(Location identification entries)
--------------------------------

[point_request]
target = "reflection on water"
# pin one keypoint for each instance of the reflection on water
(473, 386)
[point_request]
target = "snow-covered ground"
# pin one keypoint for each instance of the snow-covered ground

--------------------------------

Render every line of the data above as a JSON list of strings, one string per line, skipping any blank lines.

[
  "[point_request]",
  "target = \"reflection on water\"",
  "# pin one keypoint for each instance of the reflection on water",
  "(473, 386)",
  "[point_request]",
  "target = \"snow-covered ground\"",
  "# pin one keypoint for each instance of the snow-covered ground"
]